*Prompt*: Format the lines below as a JSON list of strings, with one string per line and no blank lines.

++++ Records supplied

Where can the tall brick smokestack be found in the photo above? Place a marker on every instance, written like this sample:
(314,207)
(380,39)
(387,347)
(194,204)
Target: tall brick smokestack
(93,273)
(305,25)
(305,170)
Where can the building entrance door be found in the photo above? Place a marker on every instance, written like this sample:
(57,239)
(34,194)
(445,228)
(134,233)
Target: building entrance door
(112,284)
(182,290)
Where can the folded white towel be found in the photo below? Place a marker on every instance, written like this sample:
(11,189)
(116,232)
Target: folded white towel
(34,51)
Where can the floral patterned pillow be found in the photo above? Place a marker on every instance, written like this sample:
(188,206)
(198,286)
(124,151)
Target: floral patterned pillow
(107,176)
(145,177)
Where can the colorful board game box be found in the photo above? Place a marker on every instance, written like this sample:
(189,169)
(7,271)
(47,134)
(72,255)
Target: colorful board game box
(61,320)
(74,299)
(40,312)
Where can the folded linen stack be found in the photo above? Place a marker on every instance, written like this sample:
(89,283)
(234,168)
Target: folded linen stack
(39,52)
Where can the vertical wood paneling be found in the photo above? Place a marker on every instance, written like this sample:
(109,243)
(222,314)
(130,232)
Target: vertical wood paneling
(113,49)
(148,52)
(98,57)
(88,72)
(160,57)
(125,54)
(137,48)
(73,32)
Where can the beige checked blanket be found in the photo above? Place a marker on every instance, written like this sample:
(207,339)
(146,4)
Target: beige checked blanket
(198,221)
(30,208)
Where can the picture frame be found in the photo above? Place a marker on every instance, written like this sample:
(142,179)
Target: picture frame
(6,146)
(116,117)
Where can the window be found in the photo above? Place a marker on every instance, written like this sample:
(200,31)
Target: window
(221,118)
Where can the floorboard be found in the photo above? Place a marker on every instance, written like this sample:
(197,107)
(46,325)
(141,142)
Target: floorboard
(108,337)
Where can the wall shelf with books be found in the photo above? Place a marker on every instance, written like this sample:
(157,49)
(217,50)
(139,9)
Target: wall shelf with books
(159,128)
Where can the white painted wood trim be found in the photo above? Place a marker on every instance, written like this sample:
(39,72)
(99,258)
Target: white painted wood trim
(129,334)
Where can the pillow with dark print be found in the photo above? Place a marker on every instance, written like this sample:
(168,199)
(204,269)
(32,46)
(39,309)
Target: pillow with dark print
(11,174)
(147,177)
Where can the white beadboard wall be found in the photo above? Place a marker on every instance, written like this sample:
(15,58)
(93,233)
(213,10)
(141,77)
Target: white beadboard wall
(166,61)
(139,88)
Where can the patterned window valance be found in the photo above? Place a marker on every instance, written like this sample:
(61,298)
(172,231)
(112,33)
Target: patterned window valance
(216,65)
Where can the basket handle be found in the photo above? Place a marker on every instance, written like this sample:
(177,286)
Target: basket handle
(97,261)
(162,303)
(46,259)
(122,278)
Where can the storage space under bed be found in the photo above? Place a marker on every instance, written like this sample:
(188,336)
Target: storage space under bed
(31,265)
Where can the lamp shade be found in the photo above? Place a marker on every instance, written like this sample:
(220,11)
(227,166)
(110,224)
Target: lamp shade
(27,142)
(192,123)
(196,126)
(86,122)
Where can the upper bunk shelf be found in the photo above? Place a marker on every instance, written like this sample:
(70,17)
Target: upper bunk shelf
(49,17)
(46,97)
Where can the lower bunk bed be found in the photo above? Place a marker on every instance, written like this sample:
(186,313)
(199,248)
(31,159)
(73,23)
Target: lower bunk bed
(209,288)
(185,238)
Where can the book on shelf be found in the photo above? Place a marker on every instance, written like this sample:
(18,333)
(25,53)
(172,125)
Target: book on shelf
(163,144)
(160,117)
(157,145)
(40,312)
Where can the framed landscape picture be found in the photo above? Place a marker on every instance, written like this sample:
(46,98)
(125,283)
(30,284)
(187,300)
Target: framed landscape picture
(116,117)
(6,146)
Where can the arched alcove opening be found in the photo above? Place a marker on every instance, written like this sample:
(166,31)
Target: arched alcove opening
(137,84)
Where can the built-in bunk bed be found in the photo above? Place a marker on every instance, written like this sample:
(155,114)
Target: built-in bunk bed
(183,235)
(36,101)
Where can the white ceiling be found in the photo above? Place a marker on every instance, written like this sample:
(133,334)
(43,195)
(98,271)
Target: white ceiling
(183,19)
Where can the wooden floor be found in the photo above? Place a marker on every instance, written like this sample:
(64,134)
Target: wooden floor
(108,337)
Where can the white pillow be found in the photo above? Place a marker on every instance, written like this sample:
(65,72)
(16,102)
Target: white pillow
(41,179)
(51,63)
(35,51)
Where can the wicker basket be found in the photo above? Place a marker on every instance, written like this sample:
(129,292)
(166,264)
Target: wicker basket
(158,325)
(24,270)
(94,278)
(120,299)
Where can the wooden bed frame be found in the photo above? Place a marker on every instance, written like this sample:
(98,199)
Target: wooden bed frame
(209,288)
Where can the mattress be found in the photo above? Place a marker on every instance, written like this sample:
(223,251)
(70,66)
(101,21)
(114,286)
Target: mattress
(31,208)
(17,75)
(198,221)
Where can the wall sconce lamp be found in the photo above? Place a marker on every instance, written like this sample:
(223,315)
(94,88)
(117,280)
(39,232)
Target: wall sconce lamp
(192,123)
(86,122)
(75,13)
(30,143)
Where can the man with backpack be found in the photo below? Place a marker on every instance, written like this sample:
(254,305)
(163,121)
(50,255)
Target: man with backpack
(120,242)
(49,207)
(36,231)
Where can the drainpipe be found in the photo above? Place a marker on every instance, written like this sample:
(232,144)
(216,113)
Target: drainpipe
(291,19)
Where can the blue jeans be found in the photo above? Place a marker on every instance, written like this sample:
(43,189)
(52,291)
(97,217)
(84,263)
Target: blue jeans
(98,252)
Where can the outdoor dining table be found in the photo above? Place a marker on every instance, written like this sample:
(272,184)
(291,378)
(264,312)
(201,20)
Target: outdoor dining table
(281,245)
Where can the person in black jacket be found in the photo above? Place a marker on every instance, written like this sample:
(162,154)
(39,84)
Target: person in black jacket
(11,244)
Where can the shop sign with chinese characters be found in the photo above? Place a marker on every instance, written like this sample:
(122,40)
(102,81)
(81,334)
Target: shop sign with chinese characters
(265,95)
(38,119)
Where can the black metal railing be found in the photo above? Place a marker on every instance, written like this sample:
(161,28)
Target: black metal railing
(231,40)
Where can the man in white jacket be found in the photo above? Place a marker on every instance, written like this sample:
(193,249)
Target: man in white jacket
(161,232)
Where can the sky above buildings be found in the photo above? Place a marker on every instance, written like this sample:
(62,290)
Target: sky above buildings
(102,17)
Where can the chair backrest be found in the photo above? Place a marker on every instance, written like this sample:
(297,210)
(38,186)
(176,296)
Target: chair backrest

++++++++

*In response*:
[
  "Where can the tall brick smokestack be found in the photo above? Place a marker on every instance, written like this sample:",
  "(314,207)",
  "(380,39)",
  "(387,347)",
  "(194,204)",
  "Target: tall brick smokestack",
  "(93,273)",
  "(305,25)",
  "(305,170)",
  "Where can the building entrance door be found in the photo above? Place a marker on every instance, written like this sample:",
  "(57,239)",
  "(34,194)",
  "(445,228)",
  "(134,233)",
  "Target: building entrance door",
  "(112,284)",
  "(182,290)",
  "Where can the folded white towel be found in the photo below? Place a marker on every instance, written like this sample:",
  "(11,189)",
  "(116,232)",
  "Target: folded white towel",
  "(34,51)",
  "Where can the floral patterned pillow be found in the photo above? Place a marker on every instance, written like this sample:",
  "(188,206)",
  "(198,286)",
  "(124,151)",
  "Target: floral patterned pillow",
  "(107,176)",
  "(145,177)",
  "Where can the colorful board game box be found in the photo above? Place a marker on every instance, written like this sample:",
  "(189,169)",
  "(7,271)",
  "(47,134)",
  "(72,255)",
  "Target: colorful board game box",
  "(61,320)",
  "(74,299)",
  "(40,312)",
  "Where can the folded linen stack be found in the photo above? Place a marker on every instance, written like this sample:",
  "(89,283)",
  "(234,168)",
  "Target: folded linen stack",
  "(39,52)",
  "Where can the vertical wood paneling be found in the photo above? Place a marker on every instance, written like this sample:",
  "(109,243)",
  "(222,314)",
  "(130,232)",
  "Target: vertical wood paneling",
  "(113,49)",
  "(148,52)",
  "(98,57)",
  "(88,72)",
  "(160,57)",
  "(125,54)",
  "(137,48)",
  "(73,32)",
  "Where can the beige checked blanket be found in the photo above? Place a marker on every instance, written like this sample:",
  "(207,339)",
  "(146,4)",
  "Target: beige checked blanket",
  "(198,221)",
  "(30,208)",
  "Where can the picture frame be found in the photo above? Place a marker on every instance, written like this sample:",
  "(142,179)",
  "Target: picture frame",
  "(6,146)",
  "(116,117)",
  "Where can the window be found in the photo above? Place a marker on every instance, written like this sample:",
  "(200,31)",
  "Target: window",
  "(221,118)",
  "Where can the floorboard be found in the photo above? Place a marker on every instance, written like this sample:",
  "(197,107)",
  "(46,325)",
  "(141,142)",
  "Target: floorboard",
  "(108,337)",
  "Where can the wall shelf with books be found in the photo above? Place a marker on every instance, written like this sample:",
  "(157,49)",
  "(217,50)",
  "(139,9)",
  "Target: wall shelf with books",
  "(159,128)",
  "Where can the white painted wood trim be found in the photo above? Place a marker on every instance, written like this sample:",
  "(39,72)",
  "(99,258)",
  "Target: white painted wood trim",
  "(129,334)",
  "Where can the pillow with dark print be found in the photo above? Place a marker on every instance, written like this sample:",
  "(168,199)",
  "(204,269)",
  "(32,46)",
  "(39,309)",
  "Target: pillow with dark print",
  "(11,174)",
  "(147,177)",
  "Where can the white beadboard wall be found in the photo above? Place a marker on every instance, written like this sample:",
  "(15,58)",
  "(93,233)",
  "(213,10)",
  "(141,77)",
  "Target: white beadboard wall",
  "(166,61)",
  "(139,88)",
  "Where can the patterned window valance be found in the photo above? Place a marker on every instance, written like this sample:",
  "(61,298)",
  "(172,231)",
  "(112,33)",
  "Target: patterned window valance",
  "(216,65)",
  "Where can the basket handle be found in the photo above? Place a marker on every instance, written like this sample:",
  "(177,286)",
  "Target: basket handle",
  "(97,261)",
  "(162,303)",
  "(46,259)",
  "(122,278)",
  "Where can the storage space under bed be found in the photo above? Place a marker on every instance, written like this sample:",
  "(188,336)",
  "Target: storage space under bed",
  "(31,265)",
  "Where can the lamp shade be found in the photo above? Place a marker on every instance, written like this sample:",
  "(220,11)",
  "(227,166)",
  "(110,224)",
  "Target: lamp shade",
  "(27,142)",
  "(192,123)",
  "(196,126)",
  "(86,122)",
  "Where can the upper bunk shelf be found in the photo above? Place a marker on every instance, written like this sample:",
  "(70,17)",
  "Target: upper bunk shelf",
  "(49,17)",
  "(46,97)",
  "Where can the lower bunk bed be found in the photo above? Place a marker on every instance, written like this sample:",
  "(186,313)",
  "(199,248)",
  "(31,159)",
  "(73,23)",
  "Target: lower bunk bed",
  "(209,288)",
  "(185,238)",
  "Where can the book on shelf be found in the photo above? Place a marker on every instance, written like this sample:",
  "(18,333)",
  "(25,53)",
  "(172,125)",
  "Target: book on shelf",
  "(163,144)",
  "(160,117)",
  "(157,145)",
  "(40,312)",
  "Where can the framed landscape picture be found in the photo above? Place a marker on every instance, written like this sample:",
  "(46,98)",
  "(125,283)",
  "(30,284)",
  "(187,300)",
  "Target: framed landscape picture",
  "(116,117)",
  "(6,146)",
  "Where can the arched alcove opening be found in the photo above? Place a marker on every instance, written like this sample:",
  "(166,31)",
  "Target: arched alcove opening",
  "(137,84)",
  "Where can the built-in bunk bed be found in the photo above? Place a marker on every instance, written like this sample:",
  "(155,114)",
  "Target: built-in bunk bed",
  "(183,235)",
  "(36,101)",
  "Where can the white ceiling be found in the photo above? Place a marker on every instance, written like this sample:",
  "(133,334)",
  "(43,195)",
  "(98,271)",
  "Target: white ceiling",
  "(183,19)",
  "Where can the wooden floor be found in the photo above? Place a marker on every instance, written like this sample:",
  "(64,134)",
  "Target: wooden floor",
  "(108,337)",
  "Where can the white pillow be found in the photo above? Place a marker on every instance, written like this sample:",
  "(65,72)",
  "(16,102)",
  "Target: white pillow",
  "(41,179)",
  "(51,63)",
  "(35,51)",
  "Where can the wicker basket be found in the photo above? Place a marker on every instance, written like this sample:",
  "(129,292)",
  "(166,264)",
  "Target: wicker basket",
  "(158,325)",
  "(24,270)",
  "(94,278)",
  "(120,299)",
  "Where can the wooden bed frame be found in the photo above? Place a marker on every instance, written like this sample:",
  "(98,199)",
  "Target: wooden bed frame",
  "(209,288)",
  "Where can the mattress be found in the photo above? Place a marker on every instance, written like this sample:",
  "(223,251)",
  "(70,66)",
  "(101,21)",
  "(114,286)",
  "Target: mattress",
  "(31,208)",
  "(17,75)",
  "(198,221)",
  "Where can the wall sconce lamp be found in the photo above? Place a marker on every instance, written like this sample:",
  "(223,315)",
  "(94,88)",
  "(117,280)",
  "(39,232)",
  "Target: wall sconce lamp",
  "(192,123)",
  "(86,122)",
  "(75,13)",
  "(30,143)",
  "Where can the man with backpack be found in the photo below? Place a marker on every instance, written like this sample:",
  "(254,305)",
  "(163,121)",
  "(50,255)",
  "Target: man with backpack",
  "(120,242)",
  "(49,207)",
  "(36,231)",
  "Where can the drainpipe be found in the photo above? Place a marker on every instance, written like this sample:",
  "(232,144)",
  "(216,113)",
  "Target: drainpipe",
  "(291,19)",
  "Where can the blue jeans be found in the photo above? Place a marker on every instance, written like this sample:",
  "(43,189)",
  "(52,291)",
  "(97,217)",
  "(84,263)",
  "Target: blue jeans",
  "(98,252)",
  "Where can the outdoor dining table be found in the photo above? Place a marker on every instance, written like this sample:",
  "(272,184)",
  "(291,378)",
  "(264,312)",
  "(201,20)",
  "Target: outdoor dining table",
  "(281,245)",
  "Where can the person in black jacket be found in the photo above? Place a marker on every instance, written like this sample:",
  "(162,154)",
  "(39,84)",
  "Target: person in black jacket",
  "(11,244)",
  "Where can the shop sign with chinese characters be found in the photo above? Place a marker on every instance, written like this sample:",
  "(122,40)",
  "(102,81)",
  "(81,334)",
  "Target: shop sign with chinese characters",
  "(265,95)",
  "(38,119)",
  "Where can the black metal railing be found in the photo above? Place a marker on every instance, written like this sample:",
  "(161,28)",
  "Target: black metal railing",
  "(231,40)",
  "Where can the man in white jacket be found in the photo above? Place a marker on every instance, written like this sample:",
  "(193,249)",
  "Target: man in white jacket",
  "(161,232)",
  "Where can the sky above buildings be found in the photo above? Place a marker on every instance, written like this sample:",
  "(62,290)",
  "Target: sky above buildings",
  "(102,17)",
  "Where can the chair backrest be found in the photo above? Place a marker on every instance, written like this sample:",
  "(297,210)",
  "(38,186)",
  "(176,296)",
  "Target: chair backrest"
]